## Document passage:
•••

I want to know why I changed the cynical outlook of my teens and actually bought into this. Back then, I really did expect a long, hard struggle, more like the science fiction view of the future that I was reading at the time. I expected us to have trashed the environment more thoroughly, that Big Brother would be even more entrenched, that people would be living in a greatly leveled (read "impoverished") playing field, and we might all die of radiation poisoning or environmental toxins. But maybe I changed when the Cold War ended, or some such thing. Some background program bought into the promise of the American Dream.
Now I look around and things are more like I visualized in the late '60's. Maybe not quite as bad, but not great, either. And whenever I mutter about things, I keep reminding myself that I'm doing a lot better than so many of my friends. I still have a job. I have a house. I haven't gotten much ahead, but I've managed, despite a divorce that left me in a deep financial hole, and a nasty IRS bill from the fallout of the tech crash. (That last one was just stupid. My father, who lost everything in the Depression, always told me to regard stocks as about as much of an investment as betting the ponies, but did I listen? And I still own stocks. Hmmm.) I can mutter that my finances are stretched thin, but I did that to myself by buying a new car recently, and not one of the venerable clunkers I've contented myself with for decades. (Ooh, an American Dream component, a brand-NEW car!) I'm doing pretty well, all things considered. Enough I've been able to do things like help unemployed friends keep a roof over their heads, in several cases.
So I try to constantly remind myself of everything I have to be grateful for, the things that are good. The glass may not be full, but it's sure a long way from being empty. The level goes up and down, but it's never been bumping close to empty. This is good.

•••

## Information provided:
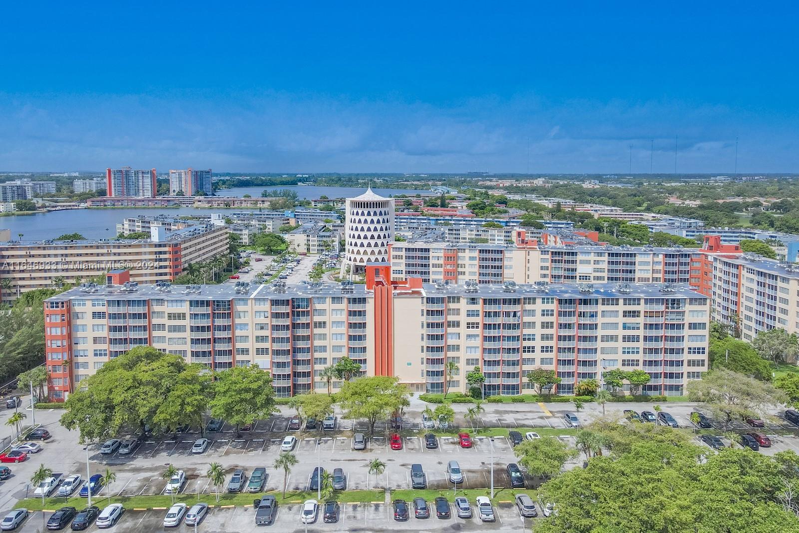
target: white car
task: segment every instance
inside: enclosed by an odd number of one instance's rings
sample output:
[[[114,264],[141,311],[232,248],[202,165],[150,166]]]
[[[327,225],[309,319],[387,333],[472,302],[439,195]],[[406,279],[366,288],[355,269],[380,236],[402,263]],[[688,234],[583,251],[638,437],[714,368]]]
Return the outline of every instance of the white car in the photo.
[[[15,446],[14,450],[18,451],[24,451],[25,453],[38,453],[42,451],[42,444],[38,444],[36,443],[25,443],[20,444],[19,446]]]
[[[316,499],[306,499],[300,511],[300,519],[303,523],[313,523],[319,513],[319,503]]]
[[[94,523],[100,529],[110,527],[119,521],[124,512],[125,507],[121,503],[112,503],[100,512]]]
[[[2,522],[0,522],[0,529],[4,531],[14,531],[17,529],[19,524],[25,522],[25,519],[26,518],[28,518],[27,509],[15,509],[6,515]]]
[[[73,474],[61,482],[58,487],[59,496],[69,496],[75,491],[75,489],[81,486],[83,479],[78,474]]]
[[[494,507],[491,507],[491,502],[486,496],[478,496],[477,500],[475,502],[477,506],[477,513],[480,516],[480,519],[483,522],[494,522]]]
[[[280,451],[291,451],[294,449],[294,445],[297,444],[297,439],[294,436],[289,435],[283,440],[280,444]]]
[[[175,503],[166,511],[166,516],[164,517],[164,527],[174,527],[181,525],[181,520],[183,519],[183,515],[185,514],[186,504]]]
[[[202,453],[208,447],[208,439],[197,439],[192,446],[192,453]]]
[[[169,481],[164,487],[164,494],[177,494],[181,491],[181,487],[186,482],[186,473],[182,470],[178,470],[169,478]]]
[[[39,486],[36,487],[35,491],[34,491],[34,495],[38,498],[42,496],[47,497],[53,493],[53,491],[54,491],[55,487],[58,486],[58,480],[54,477],[49,477],[39,483]]]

•••

## Exercise requirements:
[A] Using the essay, decide whether each statement agrees with it, answering yes or no and quoting the words that settle it: (i) The writer's father lost everything in the Depression. (ii) The writer no longer owns any stocks. (iii) The writer's recent car purchase was a used one.
[B] Update the part of the essay that opens with "So I try to" and closes with "This is good.", putting "thankful" where "grateful" appears.
The listing isn't needed for any of this.

## Responses by task:
[A]
(i) Yes: "My father, who lost everything in the Depression"
(ii) No: "And I still own stocks."
(iii) No: "buying a new car recently, and not one of the venerable clunkers I've contented myself with for decades"

[B]
So I try to constantly remind myself of everything I have to be thankful for, the things that are good. The glass may not be full, but it's sure a long way from being empty. The level goes up and down, but it's never been bumping close to empty. This is good.